PROVIDED TEXT →
* Begin *

In our last post, we said we’d talk about Narrative – the big “N” – so here it is.  We all know what narrative means in a literary sense; it’s a story; it’s telling a story; it’s “a series of connecting events” (says the Apple dictionary app).  We best associate it with novels and fiction.

For Project X, we don’t mean that kind of narrative.  Well, sort of.  But not exactly.  When narrative jumps off the page and into life, when we start to talk about narratives as they exist in our lives and our culture, it gets a little bit more… tricky.

One significant reason is, in life, narratives have more than one author, they expand and spread, no longer told by one person to another, but perpetuated by and existing within social fabrics and cultural constructions. They become creatures we may have created but no longer control.


It’s like a Choose Your Own Adventure Book.  You may be choosing which page to turn to, but the choices available have already been limited for you by the narrative of the Adventure. There are only certain options at each fork in the road.

What, exactly, are these narratives as we mean them here? What do they look like? To flesh them out, we decided it’s easiest to start with examples.

Most of us have a family.  Whether it’s a Mom, a Dad, and some siblings, two Moms, two Dads, divorced, separated, single parents, adopted or step-siblings, the friends who are there for us more than “blood-relations” – we’ve got it.  Yet, we also all know what the “perfect family” is supposed to be like it.  A Mom, A Dad, a white picket fence, vacations & a station wagon. Two-point-five kids.

* End *

MATERIAL PROVIDED →
* Begin *

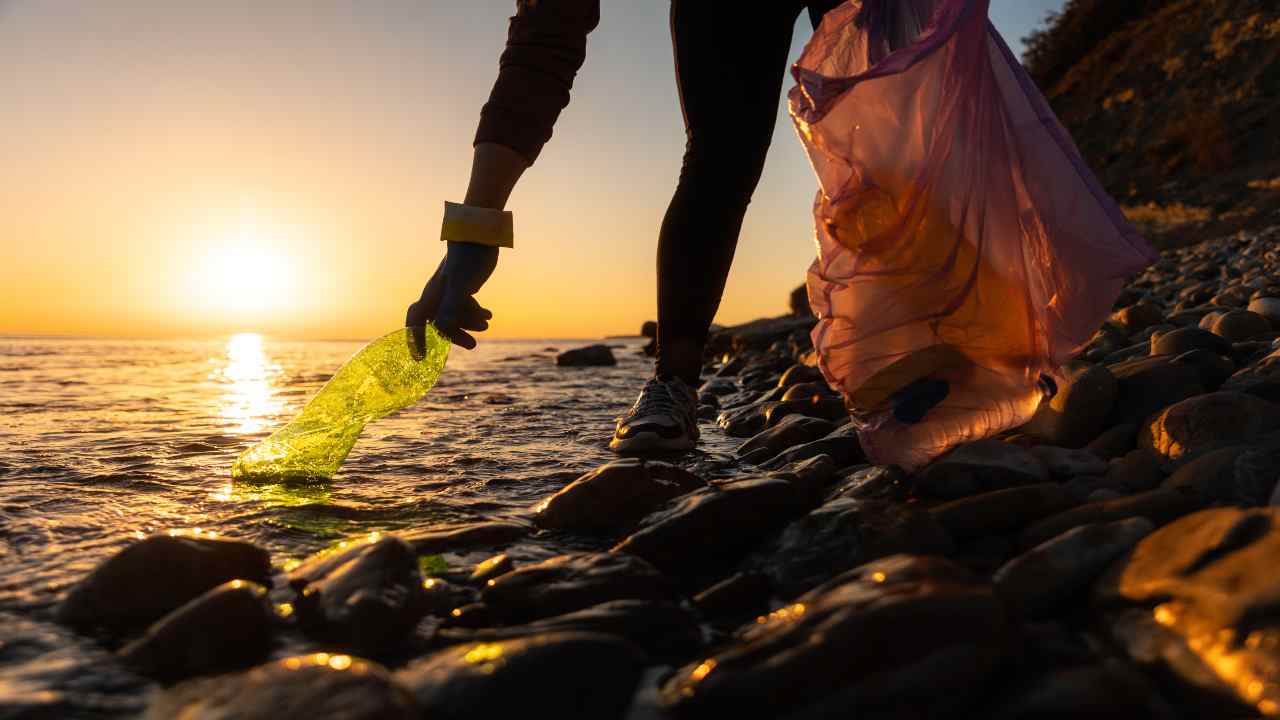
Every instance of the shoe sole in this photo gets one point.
(643, 442)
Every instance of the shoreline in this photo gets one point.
(1111, 556)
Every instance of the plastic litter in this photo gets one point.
(383, 377)
(960, 235)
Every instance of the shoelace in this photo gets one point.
(656, 400)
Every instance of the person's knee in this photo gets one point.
(723, 172)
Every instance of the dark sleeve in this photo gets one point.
(545, 46)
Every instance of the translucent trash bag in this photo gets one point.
(960, 236)
(385, 376)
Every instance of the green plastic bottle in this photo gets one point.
(385, 376)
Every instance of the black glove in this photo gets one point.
(448, 300)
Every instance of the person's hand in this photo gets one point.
(448, 300)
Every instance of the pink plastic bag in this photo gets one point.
(960, 235)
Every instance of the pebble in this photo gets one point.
(1079, 410)
(1207, 422)
(1001, 511)
(128, 591)
(228, 628)
(309, 686)
(1064, 464)
(663, 630)
(978, 466)
(369, 602)
(465, 536)
(1175, 580)
(562, 675)
(712, 525)
(877, 633)
(1160, 506)
(572, 582)
(792, 429)
(1151, 384)
(613, 497)
(592, 355)
(845, 533)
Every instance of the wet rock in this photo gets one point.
(1235, 475)
(128, 591)
(1138, 317)
(808, 391)
(1151, 384)
(810, 477)
(746, 420)
(493, 568)
(713, 524)
(310, 686)
(1052, 574)
(1115, 442)
(465, 536)
(1239, 326)
(718, 387)
(1160, 506)
(979, 466)
(440, 597)
(1208, 422)
(735, 597)
(1137, 470)
(1208, 584)
(1260, 378)
(616, 496)
(572, 582)
(592, 355)
(800, 374)
(1214, 369)
(1269, 308)
(816, 406)
(880, 482)
(841, 445)
(1079, 410)
(794, 429)
(799, 301)
(661, 629)
(228, 627)
(1001, 511)
(369, 602)
(877, 633)
(759, 335)
(1064, 464)
(1111, 689)
(562, 675)
(1184, 340)
(842, 534)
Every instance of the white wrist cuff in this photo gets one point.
(476, 226)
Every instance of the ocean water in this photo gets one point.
(105, 441)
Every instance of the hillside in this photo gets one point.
(1175, 104)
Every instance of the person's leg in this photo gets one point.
(730, 64)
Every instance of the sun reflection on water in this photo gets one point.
(250, 400)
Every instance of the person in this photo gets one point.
(730, 65)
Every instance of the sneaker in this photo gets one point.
(664, 417)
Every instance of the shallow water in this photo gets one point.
(104, 441)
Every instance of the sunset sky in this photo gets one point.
(188, 167)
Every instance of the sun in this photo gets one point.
(245, 272)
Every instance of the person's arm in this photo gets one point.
(545, 48)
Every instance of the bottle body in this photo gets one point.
(383, 377)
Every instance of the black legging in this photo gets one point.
(730, 63)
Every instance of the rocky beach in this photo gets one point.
(1112, 557)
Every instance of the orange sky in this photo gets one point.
(149, 149)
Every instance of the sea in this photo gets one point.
(108, 441)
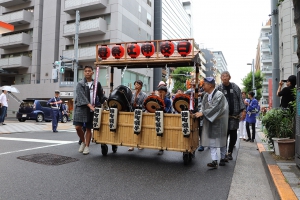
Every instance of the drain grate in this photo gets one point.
(48, 159)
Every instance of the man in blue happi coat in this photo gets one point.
(55, 103)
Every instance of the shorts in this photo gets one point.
(88, 125)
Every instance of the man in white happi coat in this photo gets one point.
(214, 110)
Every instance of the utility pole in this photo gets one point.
(77, 24)
(275, 53)
(253, 78)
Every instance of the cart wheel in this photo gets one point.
(114, 148)
(186, 158)
(104, 149)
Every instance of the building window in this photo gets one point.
(148, 19)
(295, 43)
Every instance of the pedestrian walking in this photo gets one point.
(252, 109)
(55, 103)
(236, 105)
(137, 101)
(214, 110)
(242, 123)
(84, 107)
(4, 106)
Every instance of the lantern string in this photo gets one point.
(107, 72)
(124, 71)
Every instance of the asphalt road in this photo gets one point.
(141, 174)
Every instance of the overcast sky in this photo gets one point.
(233, 27)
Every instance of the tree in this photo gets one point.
(247, 82)
(296, 4)
(179, 77)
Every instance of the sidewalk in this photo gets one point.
(256, 169)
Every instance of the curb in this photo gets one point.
(278, 184)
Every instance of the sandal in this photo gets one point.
(131, 149)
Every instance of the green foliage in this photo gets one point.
(279, 123)
(179, 80)
(247, 82)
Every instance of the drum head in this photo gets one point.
(181, 105)
(152, 106)
(114, 104)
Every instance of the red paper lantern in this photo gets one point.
(184, 48)
(133, 50)
(147, 49)
(104, 52)
(167, 48)
(117, 51)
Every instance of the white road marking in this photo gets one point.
(9, 152)
(37, 140)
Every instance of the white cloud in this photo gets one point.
(233, 27)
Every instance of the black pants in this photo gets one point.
(232, 134)
(248, 130)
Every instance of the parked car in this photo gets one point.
(37, 110)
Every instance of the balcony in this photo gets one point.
(264, 36)
(86, 28)
(265, 59)
(84, 54)
(15, 62)
(8, 3)
(17, 18)
(265, 48)
(266, 70)
(13, 41)
(265, 93)
(84, 5)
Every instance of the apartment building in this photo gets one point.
(221, 63)
(266, 63)
(288, 42)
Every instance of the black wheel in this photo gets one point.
(186, 158)
(64, 119)
(104, 149)
(114, 148)
(40, 117)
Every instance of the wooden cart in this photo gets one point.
(172, 138)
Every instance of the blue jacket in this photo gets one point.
(251, 111)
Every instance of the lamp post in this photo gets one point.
(253, 78)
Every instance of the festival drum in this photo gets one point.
(181, 102)
(120, 98)
(154, 103)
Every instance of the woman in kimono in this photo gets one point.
(252, 106)
(214, 110)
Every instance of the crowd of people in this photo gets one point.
(223, 110)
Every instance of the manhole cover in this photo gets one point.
(48, 159)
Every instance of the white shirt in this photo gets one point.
(3, 100)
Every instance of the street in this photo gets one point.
(141, 174)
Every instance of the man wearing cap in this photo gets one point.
(286, 93)
(236, 105)
(85, 106)
(55, 104)
(214, 110)
(138, 99)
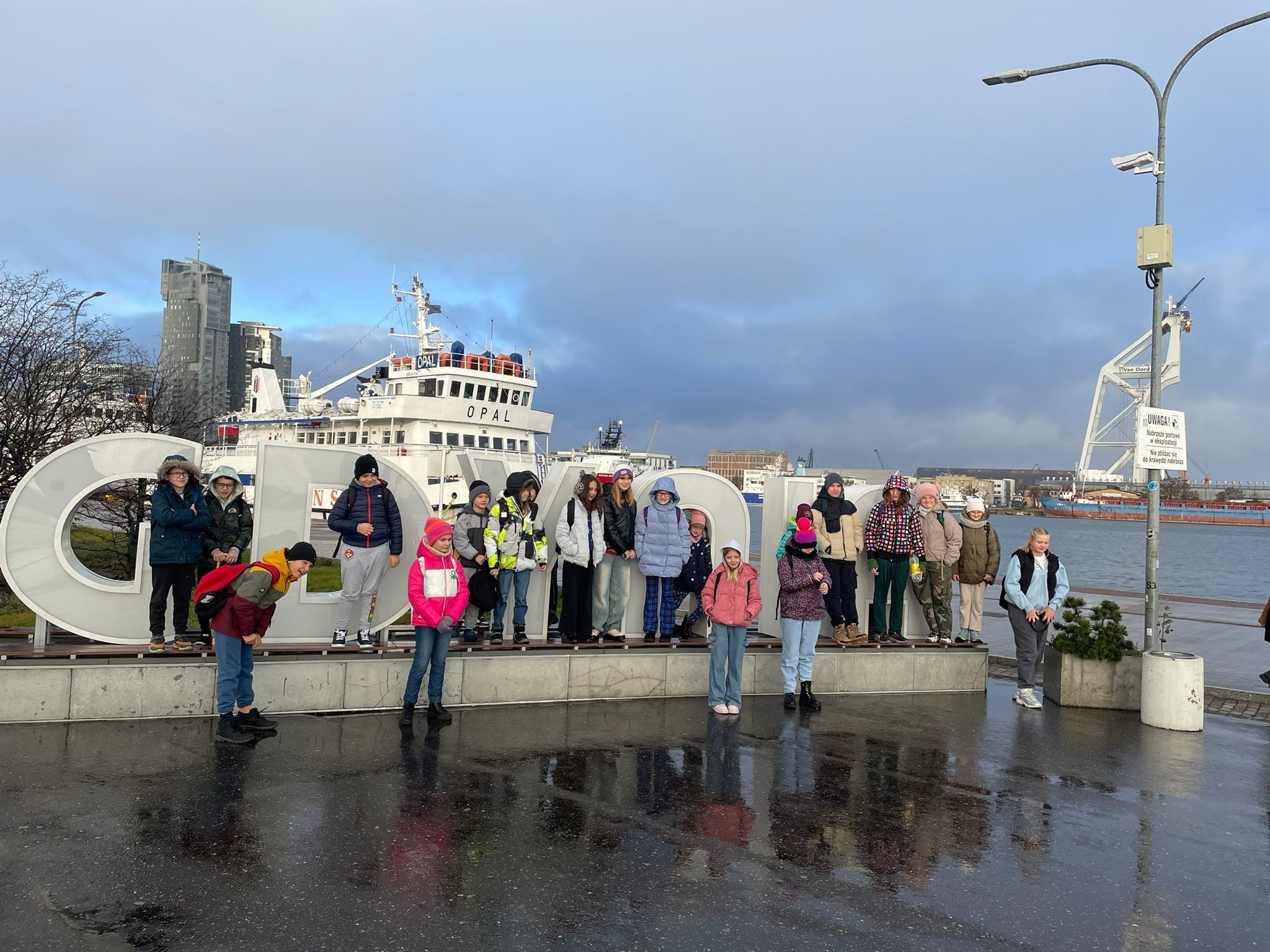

* End *

TASK OBJECTIVE → Put this sentence from the blog post on narrative into Spanish: "There are only certain options at each fork in the road." None of the items matter here.

EXERCISE SOLUTION → Solo hay ciertas opciones en cada bifurcación del camino.